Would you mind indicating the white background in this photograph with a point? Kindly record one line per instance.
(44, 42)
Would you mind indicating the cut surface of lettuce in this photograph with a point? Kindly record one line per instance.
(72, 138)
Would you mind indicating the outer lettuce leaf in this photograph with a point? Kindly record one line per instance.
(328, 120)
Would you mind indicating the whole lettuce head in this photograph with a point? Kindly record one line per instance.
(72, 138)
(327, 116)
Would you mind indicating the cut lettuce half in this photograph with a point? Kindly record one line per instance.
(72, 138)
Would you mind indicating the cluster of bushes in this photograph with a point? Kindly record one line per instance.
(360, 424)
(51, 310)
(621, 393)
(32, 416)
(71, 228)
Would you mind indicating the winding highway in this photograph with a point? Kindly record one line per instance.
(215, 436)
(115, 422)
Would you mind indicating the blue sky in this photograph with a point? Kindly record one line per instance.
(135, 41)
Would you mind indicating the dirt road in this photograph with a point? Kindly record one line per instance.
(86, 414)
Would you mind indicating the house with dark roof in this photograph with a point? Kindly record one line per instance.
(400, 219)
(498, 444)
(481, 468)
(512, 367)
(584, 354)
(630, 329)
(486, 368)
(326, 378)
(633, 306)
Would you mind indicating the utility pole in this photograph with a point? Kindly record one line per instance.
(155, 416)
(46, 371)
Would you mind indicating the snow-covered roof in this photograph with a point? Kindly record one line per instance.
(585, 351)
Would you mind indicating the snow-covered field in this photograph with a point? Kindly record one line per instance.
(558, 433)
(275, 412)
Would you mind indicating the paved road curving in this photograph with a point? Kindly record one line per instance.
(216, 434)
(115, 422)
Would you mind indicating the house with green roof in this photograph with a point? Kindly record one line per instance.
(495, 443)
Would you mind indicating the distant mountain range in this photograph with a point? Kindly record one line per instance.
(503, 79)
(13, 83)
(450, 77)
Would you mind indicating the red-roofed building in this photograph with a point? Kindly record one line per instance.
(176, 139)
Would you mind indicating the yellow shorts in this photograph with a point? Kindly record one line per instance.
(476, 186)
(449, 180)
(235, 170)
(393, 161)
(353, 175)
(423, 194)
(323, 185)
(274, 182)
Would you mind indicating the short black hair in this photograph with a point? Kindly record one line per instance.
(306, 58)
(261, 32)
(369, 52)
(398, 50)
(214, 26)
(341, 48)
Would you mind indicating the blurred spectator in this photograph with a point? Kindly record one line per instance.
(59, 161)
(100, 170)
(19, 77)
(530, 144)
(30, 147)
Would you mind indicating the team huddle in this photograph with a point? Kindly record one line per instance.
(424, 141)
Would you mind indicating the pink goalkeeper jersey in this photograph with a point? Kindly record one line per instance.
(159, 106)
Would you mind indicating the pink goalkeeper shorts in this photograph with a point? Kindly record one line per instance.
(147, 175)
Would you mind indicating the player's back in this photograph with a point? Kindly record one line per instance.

.....

◆ **Short task**: Print all of the material above, line by line, with no changes.

◆ **Output**:
Would you mind indicating the white background in this photograph with a point? Kindly record one line per instance.
(44, 42)
Would you mind indicating the cut surface of lettuce in this photograph with a point? Kindly record one line per instance.
(72, 138)
Would you mind indicating the outer lettuce leaf in this photograph with a point? Kindly record one line per instance.
(328, 120)
Would you mind indicating the whole lettuce head in this photograph with a point? Kindly record one line per instance.
(72, 138)
(327, 116)
Would you mind indicating the cut lettuce half in this photograph with a point? Kindly record one line per instance.
(72, 138)
Would you mind indicating the cluster of bushes in this photograph with a point? Kindly record one line per instance.
(360, 424)
(51, 310)
(621, 393)
(32, 416)
(71, 228)
Would you mind indicating the winding highway in this photograph with a point? Kindly record one line per instance.
(215, 436)
(115, 422)
Would you mind indicating the blue sky in this photograph with a point? Kindly record one line per instance.
(135, 41)
Would you mind indicating the dirt road in this photograph with a point? Kindly record one line per instance.
(86, 414)
Would you mind indicating the house with dark roof in this photograph with a point? Kindly record one line per instance.
(400, 219)
(498, 444)
(481, 468)
(512, 367)
(584, 354)
(630, 329)
(486, 368)
(326, 378)
(633, 306)
Would you mind indicating the utility pole in this photograph with a point? Kindly record one line per instance.
(155, 416)
(46, 371)
Would you mind indicating the snow-covered roof in this photograph with a point? Kindly record one line per instance.
(585, 351)
Would you mind indicating the snow-covered field in this photograph with a point? Kindly record one line per instance.
(558, 433)
(275, 412)
Would you mind indicating the paved road curving in this photograph with a point? Kindly record one line per instance.
(216, 434)
(115, 422)
Would you mind indicating the house with green roof in this photograph with a point? Kindly record one line per instance.
(495, 443)
Would you mind indicating the distant mountain range in this photograph with a point? Kindly record one line per instance.
(503, 79)
(13, 83)
(450, 77)
Would you mind indicating the red-roofed building in this photograph with a point? Kindly record one line per instance.
(176, 139)
Would you mind indicating the yellow shorts in this photograph with a point? Kindly record one line per instance.
(476, 186)
(449, 180)
(235, 170)
(393, 161)
(353, 175)
(423, 194)
(323, 185)
(274, 182)
Would you mind indicating the short black hair in this photograph with a point? Kindly record one line per instance.
(306, 58)
(261, 32)
(369, 52)
(398, 50)
(214, 26)
(341, 48)
Would you mind indicating the blurred spectator in this photograph with a point? Kindly record one line per instance.
(59, 161)
(100, 170)
(19, 77)
(530, 144)
(30, 147)
Would you mind indicating the team huddle in this photograph with a point? Kindly record one line per instance.
(424, 141)
Would you mind indicating the pink goalkeeper jersey in this photograph with a point? Kindly record one line per instance.
(159, 106)
Would you mind indicating the pink goalkeeper shorts in this photograph with a point? Kindly record one line per instance.
(147, 175)
Would you mind indicating the player's back in this photograph with a point? Kindly record one line per instance.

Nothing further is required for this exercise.